_WORK TO COMPLETE_.
Reproduce the records starting at the line that contains "Locate every instance of the small" and running to the last line, exactly and in full.

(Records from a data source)

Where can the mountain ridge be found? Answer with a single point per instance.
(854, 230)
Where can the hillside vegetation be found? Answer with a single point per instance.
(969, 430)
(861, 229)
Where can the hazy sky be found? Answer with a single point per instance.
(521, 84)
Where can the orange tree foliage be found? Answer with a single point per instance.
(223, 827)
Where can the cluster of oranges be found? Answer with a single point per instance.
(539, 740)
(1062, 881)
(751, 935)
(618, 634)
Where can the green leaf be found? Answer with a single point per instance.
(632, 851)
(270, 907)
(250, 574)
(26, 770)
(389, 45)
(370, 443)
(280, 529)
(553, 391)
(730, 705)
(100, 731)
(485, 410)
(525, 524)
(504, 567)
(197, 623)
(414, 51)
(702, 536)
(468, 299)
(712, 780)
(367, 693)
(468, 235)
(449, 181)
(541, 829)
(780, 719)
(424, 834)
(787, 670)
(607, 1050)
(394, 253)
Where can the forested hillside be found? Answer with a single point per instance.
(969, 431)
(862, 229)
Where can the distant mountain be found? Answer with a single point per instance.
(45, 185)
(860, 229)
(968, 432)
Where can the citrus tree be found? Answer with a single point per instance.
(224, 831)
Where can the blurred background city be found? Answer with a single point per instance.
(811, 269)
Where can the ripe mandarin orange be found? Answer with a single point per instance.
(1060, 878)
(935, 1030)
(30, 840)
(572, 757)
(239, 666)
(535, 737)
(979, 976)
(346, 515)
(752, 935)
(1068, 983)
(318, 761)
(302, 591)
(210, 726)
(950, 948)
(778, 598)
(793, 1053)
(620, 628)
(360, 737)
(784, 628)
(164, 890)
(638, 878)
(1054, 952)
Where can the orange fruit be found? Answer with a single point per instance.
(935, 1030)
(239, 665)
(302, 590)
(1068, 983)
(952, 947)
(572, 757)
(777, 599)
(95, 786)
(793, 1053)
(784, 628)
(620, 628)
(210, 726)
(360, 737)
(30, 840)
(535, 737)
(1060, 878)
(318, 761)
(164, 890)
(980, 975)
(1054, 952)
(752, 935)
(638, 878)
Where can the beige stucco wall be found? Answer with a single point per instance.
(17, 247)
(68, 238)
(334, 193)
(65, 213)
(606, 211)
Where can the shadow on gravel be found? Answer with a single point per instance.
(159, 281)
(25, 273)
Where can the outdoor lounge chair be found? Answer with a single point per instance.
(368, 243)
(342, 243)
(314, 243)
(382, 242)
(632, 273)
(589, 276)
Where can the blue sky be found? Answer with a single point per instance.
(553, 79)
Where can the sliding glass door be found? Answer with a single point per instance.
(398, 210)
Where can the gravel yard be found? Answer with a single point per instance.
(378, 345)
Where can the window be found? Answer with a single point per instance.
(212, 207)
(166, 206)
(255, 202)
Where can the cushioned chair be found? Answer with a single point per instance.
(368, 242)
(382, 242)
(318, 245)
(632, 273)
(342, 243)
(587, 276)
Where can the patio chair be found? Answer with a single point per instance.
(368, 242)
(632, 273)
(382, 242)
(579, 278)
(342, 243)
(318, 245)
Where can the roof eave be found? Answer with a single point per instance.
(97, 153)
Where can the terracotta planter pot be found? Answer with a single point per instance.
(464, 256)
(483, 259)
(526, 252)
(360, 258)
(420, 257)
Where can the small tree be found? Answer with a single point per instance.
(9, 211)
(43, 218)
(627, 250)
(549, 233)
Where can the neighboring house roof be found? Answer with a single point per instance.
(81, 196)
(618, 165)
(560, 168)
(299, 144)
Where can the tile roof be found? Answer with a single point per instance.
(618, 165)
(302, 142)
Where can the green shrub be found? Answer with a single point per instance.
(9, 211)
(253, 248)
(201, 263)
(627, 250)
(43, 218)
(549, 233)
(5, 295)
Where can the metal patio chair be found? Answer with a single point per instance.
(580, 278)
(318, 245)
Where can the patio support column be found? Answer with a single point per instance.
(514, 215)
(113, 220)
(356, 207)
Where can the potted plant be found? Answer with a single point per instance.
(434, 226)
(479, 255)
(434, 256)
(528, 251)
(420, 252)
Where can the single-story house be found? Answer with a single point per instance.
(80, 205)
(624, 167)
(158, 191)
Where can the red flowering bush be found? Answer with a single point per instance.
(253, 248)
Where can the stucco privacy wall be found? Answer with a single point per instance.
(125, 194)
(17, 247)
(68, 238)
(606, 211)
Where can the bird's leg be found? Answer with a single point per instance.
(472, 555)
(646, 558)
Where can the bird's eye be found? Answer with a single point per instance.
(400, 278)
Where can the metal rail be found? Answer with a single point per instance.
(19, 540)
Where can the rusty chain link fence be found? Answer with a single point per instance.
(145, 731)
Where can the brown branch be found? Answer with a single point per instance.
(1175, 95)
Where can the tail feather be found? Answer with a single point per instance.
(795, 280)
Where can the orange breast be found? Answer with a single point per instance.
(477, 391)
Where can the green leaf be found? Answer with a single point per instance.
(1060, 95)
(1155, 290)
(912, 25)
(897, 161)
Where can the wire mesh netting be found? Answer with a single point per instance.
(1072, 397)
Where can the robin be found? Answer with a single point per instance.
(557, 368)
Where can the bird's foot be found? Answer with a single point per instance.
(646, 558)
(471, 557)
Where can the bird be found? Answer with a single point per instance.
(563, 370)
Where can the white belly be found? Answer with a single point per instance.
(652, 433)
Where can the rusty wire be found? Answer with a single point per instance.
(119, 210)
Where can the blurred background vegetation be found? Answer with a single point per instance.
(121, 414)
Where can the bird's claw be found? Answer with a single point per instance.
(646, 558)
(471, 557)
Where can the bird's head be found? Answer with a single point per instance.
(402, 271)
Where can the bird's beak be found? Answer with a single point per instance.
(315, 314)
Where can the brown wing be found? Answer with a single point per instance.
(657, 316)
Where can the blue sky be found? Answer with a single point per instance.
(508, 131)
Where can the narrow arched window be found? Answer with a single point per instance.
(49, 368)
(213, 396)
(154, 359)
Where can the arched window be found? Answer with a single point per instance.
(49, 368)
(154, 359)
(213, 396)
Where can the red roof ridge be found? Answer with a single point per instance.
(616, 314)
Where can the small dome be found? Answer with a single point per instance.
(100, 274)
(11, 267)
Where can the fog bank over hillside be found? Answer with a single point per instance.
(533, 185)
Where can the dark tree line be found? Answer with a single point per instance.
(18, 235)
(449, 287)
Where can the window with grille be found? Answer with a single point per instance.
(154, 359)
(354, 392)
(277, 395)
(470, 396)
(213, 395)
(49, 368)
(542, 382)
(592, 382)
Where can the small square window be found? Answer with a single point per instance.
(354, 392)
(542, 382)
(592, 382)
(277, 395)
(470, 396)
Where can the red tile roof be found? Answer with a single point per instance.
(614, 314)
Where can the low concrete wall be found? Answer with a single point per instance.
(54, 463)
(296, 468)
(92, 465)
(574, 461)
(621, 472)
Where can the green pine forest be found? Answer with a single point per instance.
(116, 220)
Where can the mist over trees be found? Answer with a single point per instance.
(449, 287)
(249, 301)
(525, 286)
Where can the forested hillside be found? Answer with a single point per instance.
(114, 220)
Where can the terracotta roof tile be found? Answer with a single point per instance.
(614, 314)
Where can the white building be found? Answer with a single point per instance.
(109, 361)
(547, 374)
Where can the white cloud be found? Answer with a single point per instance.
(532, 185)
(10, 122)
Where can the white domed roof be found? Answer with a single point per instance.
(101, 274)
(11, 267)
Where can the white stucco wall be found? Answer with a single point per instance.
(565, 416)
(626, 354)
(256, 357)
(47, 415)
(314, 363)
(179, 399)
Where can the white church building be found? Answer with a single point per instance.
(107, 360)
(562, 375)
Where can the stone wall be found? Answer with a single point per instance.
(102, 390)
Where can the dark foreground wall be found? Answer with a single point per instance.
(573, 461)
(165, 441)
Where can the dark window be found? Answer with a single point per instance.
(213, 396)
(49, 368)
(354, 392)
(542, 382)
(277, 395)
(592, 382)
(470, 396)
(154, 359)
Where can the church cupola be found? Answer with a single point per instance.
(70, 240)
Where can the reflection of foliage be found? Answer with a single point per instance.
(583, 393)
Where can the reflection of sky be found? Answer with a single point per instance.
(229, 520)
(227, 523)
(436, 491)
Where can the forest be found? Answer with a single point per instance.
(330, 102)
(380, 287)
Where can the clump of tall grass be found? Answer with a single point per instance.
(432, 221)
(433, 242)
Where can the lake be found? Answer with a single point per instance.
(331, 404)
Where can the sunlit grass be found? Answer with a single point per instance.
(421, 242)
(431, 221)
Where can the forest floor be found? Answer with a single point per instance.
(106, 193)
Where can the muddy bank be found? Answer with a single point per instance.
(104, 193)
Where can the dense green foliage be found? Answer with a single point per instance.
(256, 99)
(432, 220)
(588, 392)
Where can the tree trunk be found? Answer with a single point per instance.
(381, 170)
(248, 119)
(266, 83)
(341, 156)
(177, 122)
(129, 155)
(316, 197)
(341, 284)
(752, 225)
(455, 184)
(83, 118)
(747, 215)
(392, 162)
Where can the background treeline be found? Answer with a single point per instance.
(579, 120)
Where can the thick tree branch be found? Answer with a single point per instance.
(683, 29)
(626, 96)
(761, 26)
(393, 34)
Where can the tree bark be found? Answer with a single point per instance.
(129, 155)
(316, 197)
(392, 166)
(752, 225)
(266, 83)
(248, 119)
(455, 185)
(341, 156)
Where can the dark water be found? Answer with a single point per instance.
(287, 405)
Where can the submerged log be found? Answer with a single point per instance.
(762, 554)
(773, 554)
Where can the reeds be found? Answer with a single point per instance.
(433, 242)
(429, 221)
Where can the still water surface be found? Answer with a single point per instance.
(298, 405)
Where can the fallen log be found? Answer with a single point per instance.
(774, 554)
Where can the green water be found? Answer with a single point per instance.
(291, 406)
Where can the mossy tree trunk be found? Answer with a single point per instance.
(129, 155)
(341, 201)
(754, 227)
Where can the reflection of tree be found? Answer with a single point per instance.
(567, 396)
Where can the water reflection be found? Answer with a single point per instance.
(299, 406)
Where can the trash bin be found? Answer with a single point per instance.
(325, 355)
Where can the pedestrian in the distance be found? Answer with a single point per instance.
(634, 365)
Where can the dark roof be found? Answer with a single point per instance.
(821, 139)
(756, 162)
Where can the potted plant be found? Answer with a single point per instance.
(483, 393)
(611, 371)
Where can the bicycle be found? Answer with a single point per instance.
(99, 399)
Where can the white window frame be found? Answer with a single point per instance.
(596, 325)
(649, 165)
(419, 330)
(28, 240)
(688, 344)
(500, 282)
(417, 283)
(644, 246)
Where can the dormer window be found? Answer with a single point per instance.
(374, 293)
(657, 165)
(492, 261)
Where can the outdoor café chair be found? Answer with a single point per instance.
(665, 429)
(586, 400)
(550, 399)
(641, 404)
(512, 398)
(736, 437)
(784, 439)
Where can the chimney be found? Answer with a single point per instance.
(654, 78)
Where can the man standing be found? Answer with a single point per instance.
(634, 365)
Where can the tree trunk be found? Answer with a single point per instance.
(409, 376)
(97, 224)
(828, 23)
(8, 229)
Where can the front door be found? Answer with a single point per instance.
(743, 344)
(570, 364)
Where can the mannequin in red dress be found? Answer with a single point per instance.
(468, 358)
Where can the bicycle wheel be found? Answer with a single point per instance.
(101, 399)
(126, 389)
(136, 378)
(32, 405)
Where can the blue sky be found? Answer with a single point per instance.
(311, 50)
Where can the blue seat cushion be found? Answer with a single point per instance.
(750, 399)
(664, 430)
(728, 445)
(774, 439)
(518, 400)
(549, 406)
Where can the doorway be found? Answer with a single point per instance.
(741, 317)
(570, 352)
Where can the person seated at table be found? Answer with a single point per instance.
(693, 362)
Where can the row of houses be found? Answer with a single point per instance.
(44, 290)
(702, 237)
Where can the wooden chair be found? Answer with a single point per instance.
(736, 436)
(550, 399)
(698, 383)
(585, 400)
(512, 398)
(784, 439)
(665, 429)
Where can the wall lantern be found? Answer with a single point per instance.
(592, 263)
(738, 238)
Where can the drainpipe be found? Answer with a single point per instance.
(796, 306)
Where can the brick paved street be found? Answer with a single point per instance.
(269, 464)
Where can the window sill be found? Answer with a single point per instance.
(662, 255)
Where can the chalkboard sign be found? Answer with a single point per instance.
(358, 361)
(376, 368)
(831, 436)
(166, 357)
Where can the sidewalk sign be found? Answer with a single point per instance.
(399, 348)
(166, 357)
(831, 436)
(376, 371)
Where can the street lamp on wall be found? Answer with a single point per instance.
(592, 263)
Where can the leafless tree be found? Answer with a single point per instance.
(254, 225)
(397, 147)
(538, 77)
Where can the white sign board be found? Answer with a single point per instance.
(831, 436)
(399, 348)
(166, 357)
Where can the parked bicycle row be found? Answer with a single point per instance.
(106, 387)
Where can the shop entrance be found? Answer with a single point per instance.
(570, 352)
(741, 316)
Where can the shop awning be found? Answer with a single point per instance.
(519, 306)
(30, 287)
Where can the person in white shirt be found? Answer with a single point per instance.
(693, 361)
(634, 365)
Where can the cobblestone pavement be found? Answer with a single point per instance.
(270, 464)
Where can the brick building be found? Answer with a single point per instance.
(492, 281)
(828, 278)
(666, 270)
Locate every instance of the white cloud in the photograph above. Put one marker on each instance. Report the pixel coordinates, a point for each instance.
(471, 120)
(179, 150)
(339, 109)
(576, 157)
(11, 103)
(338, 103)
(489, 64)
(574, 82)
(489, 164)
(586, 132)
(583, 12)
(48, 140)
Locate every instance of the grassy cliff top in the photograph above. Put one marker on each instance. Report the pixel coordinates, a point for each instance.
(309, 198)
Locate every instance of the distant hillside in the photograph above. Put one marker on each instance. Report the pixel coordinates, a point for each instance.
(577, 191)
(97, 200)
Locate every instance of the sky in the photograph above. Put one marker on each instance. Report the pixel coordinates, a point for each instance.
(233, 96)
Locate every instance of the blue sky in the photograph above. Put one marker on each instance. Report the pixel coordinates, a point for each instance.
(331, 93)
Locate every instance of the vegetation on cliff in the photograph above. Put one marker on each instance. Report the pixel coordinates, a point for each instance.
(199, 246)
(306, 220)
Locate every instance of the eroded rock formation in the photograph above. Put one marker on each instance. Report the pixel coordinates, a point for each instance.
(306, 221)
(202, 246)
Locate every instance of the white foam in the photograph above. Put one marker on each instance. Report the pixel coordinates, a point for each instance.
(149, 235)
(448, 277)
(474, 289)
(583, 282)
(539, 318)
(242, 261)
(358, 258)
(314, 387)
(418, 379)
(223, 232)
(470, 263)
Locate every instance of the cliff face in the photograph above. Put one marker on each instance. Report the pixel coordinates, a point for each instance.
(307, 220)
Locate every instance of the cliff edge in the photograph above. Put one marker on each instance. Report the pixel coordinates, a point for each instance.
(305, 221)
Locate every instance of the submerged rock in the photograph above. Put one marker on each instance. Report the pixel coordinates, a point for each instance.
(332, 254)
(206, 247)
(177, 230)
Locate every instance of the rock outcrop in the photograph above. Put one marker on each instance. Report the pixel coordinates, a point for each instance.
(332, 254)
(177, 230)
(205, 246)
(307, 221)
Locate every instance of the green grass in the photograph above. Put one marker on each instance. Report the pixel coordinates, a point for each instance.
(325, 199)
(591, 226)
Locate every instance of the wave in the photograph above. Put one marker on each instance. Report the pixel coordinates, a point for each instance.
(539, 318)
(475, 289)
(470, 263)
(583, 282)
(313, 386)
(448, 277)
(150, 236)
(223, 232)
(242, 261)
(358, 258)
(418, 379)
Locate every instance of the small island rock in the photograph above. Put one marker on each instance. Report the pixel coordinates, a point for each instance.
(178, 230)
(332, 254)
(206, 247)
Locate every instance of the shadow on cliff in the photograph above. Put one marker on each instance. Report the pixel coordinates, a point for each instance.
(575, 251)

_COMPLETED TASK_.
Locate every instance of the small island rock in the photograph above. Put one marker on each instance. Report the pixel coordinates, a point for each instance.
(178, 230)
(332, 254)
(206, 247)
Locate every instance of the shadow on cliff in the photograph above. Put one marker on each instance. Report the pixel coordinates, a point for each instance.
(575, 251)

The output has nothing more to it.